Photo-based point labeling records
━━━━━━━━━━━━━━━━━━━━

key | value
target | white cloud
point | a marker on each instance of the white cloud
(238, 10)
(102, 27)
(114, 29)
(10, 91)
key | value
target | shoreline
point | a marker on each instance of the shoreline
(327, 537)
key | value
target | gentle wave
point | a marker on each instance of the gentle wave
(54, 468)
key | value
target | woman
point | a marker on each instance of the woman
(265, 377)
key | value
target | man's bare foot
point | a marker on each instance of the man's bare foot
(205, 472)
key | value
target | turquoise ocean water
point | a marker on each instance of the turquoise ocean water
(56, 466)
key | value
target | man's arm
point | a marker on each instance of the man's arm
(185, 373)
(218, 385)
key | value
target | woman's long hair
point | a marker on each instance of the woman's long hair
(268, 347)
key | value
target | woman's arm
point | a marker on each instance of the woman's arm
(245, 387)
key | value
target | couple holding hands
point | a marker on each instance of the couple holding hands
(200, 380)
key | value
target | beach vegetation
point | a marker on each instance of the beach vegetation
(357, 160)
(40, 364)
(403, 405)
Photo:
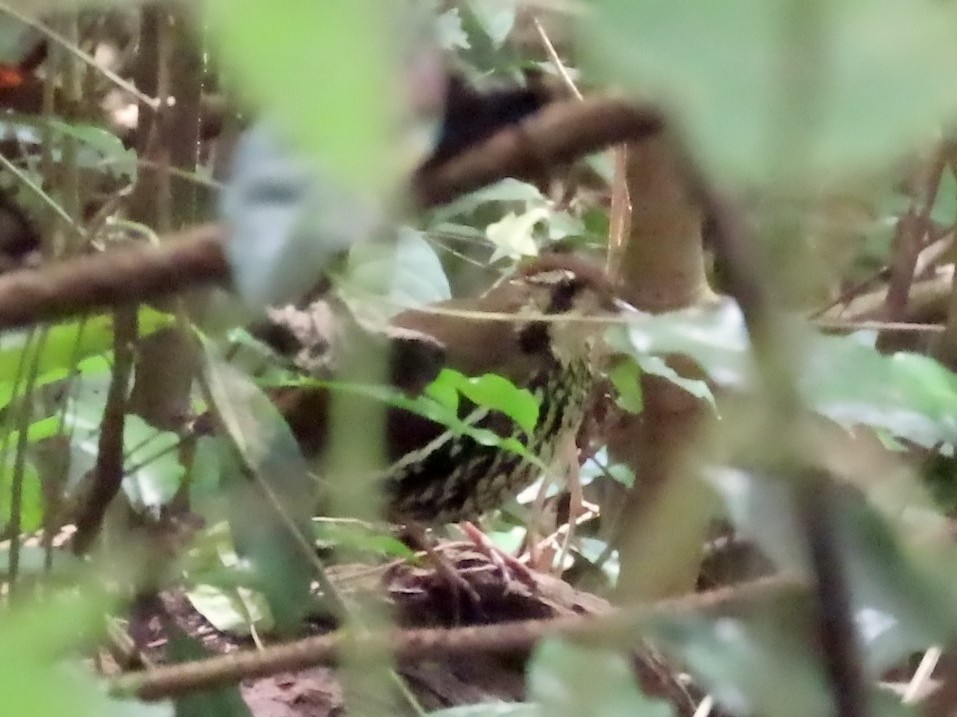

━━━━━━━━━━━━━━━━━━━━

### BRIEF
Pull out every line of the records that contains the word "gentle", and copy each one in full.

### SOLUTION TO THE PROBLEM
target | gentle wave
point | a marker on each instance of the gentle wave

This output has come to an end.